| Texte |
-=-=-=-=-

Un 28 novembre 2010, le second tour de l’élection présidentielle entre Alassane Ouattara et Laurent Gbagbo achevait de plonger la Côte d’Ivoire dans une grave crise postélectorale. Clôturé par l’investiture du président Ouattara le 21 mai 2011, l’épisode – traumatique pour l’ensemble de la nation – n’aura été que le point culminant de plus d’une décennie de violences dans un pays alors coupé en deux. À la suite du travail de la Commission nationale d’enquête (initiée en 2012 par le nouveau tenant du pouvoir), 3 248 morts liés à ces événements avaient été recensés. Un chiffre parfois jugé faible par certains observateurs. Plus largement, la même commission avait identifié plus de 300 000 victimes des crises successives qu’a connues la Côte d’Ivoire entre 1990 et 2011.
Pour contrer les tensions propres aux périodes électorales, l’État mise – comme lors du précédent scrutin de 2020 – sur un dispositif sécuritaire d’ampleur. Avec Alassane Ouattara à sa tête, le Conseil national de sécurité coordonne le déploiement de 44 000 éléments humains à travers toute l’étendue du territoire. Le 17 octobre, un arrêté interministériel interdisait pour une période de deux mois les « meetings et manifestations publiques » des partis non représentés parmi les cinq candidats en lice pour l’élection du 25 octobre. En dépit de cette mécanique, le souvenir des crises reste vivace. Et quinze années de relative stabilité n’ont pas complètement effacé les rancœurs.
À l’ouest, la ville martyre de Duékoué
Attablé dans un modeste maquis de Duékoué, à l’extrême ouest de la Côte d’Ivoire, Leonard Kei s’attelle à la pénible tâche qui consiste à raconter. À la tête d’une plateforme de réparation de victimes, la voix de l’homme reste placide. « Aujourd’hui encore, des puits où l’on avait jeté des corps n’ont jamais été rouverts. » Leonard se réfère aux affrontements qui ont fait de Duékoué et sa région – le Guémon – les symboles d’une violence que chacun espère révolue. Dans cette ville, le Comité international de la Croix-Rouge et l’ONG Caritas ont dressé un bilan proche du millier de morts pour la seule année 2011.

-=-=-=-=-

| Enregistrements |
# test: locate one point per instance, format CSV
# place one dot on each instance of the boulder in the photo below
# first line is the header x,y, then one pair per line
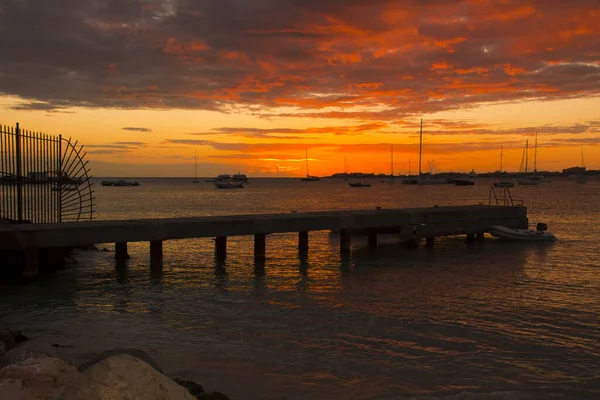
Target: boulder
x,y
194,388
124,377
6,337
137,353
213,396
42,378
11,338
32,348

-=-=-=-=-

| Consigne écrite |
Prolongez le texte sur les violences postélectorales en Côte d'Ivoire en reprenant juste après sa dernière phrase. Les enregistrements n'ont aucun rapport avec le texte.

| Réponse |
Fort de ses 220 000 habitants, ce foyer urbain compte une importante population assimilée au peuple guéré (appartenant au groupe wé). Dès 2002, soit au moment de la descente de la rébellion venue du nord, une majorité d’entre eux s’était avérée loyaliste envers le président Laurent Gbagbo. Cette lutte pour le pouvoir central avait exacerbé les tensions avec les représentants du peuple dioula, accusés de soutenir les rebelles du fait de leur origine. « Ils l’ont considéré comme un pro-Ouattara », racontent les veuves de l’imam Idriss Konaté, assassiné en 2010 à coups d’arme à feu et de machette par des milices pro-Gbagbo. La scène s’est déroulée ici, dans une cour sans nom de Duékoué. Des volets attestent encore les tirs de kalachnikovs de cette matinée de mars. Sur le visage d’une des deux femmes, un morceau d’oreille manque, arraché par une balle. « Quand la politique vient, ça gâte tout. Depuis le temps, on a commencé à se pardonner, mais on ne peut pas mentir, la présidence d’Alassane Ouattara nous rassure », concluent-elles.
Au sujet du passé, les témoignages abondent. Lors de la décennie de crise, sortir de son quartier communautaire représentait un danger pour chaque camp. Pour honorer les morts et entériner la paix, une statue a bien vu le jour à l’entrée de la ville, en mai 2025 : un éléphant de ferraille, financé par le fonds au profit des victimes de la Cour pénale internationale (CPI), à défaut de l’État. Interrogées, les autorités préfectorales évoquent un climat de réconciliation et misent sur la bonne intelligence des communautés pour s’entendre, loin de toute instrumentalisation politique. Mais, vue de plus près, la douleur du souvenir, toujours présente, revêt des formes complexes.
Des victimes en mal de réparation
Un bras difforme et des troubles mentaux lourds. « Ils sont venus le chercher dans l’enceinte de la mission catholique un jour avant l’arrestation de Gbagbo en 2011 », raconte la sœur de Noël Tiémoko, un Guéré mutilé par des forces pro-Ouattara. « Tout a brûlé dans notre quartier juste parce qu’on nous suspectait d’avoir voté Laurent Gbagbo. » Pour cette famille qui occupe la même maison depuis 1940, les larmes peinent à se dissimuler. Depuis, la douleur a aussi laissé place à la frustration : « Ouattara va passer. Si l’on manifeste encore, ils vont nous tuer. Donc on est là, on regarde. » Du haut de sa chaise en bois, les yeux de Noël n’affichent plus rien. Autour de lui, ses proches continuent de voir en l’ancien président Laurent Gbagbo un homme de lutte. L’apaisement n’est jamais vraiment venu.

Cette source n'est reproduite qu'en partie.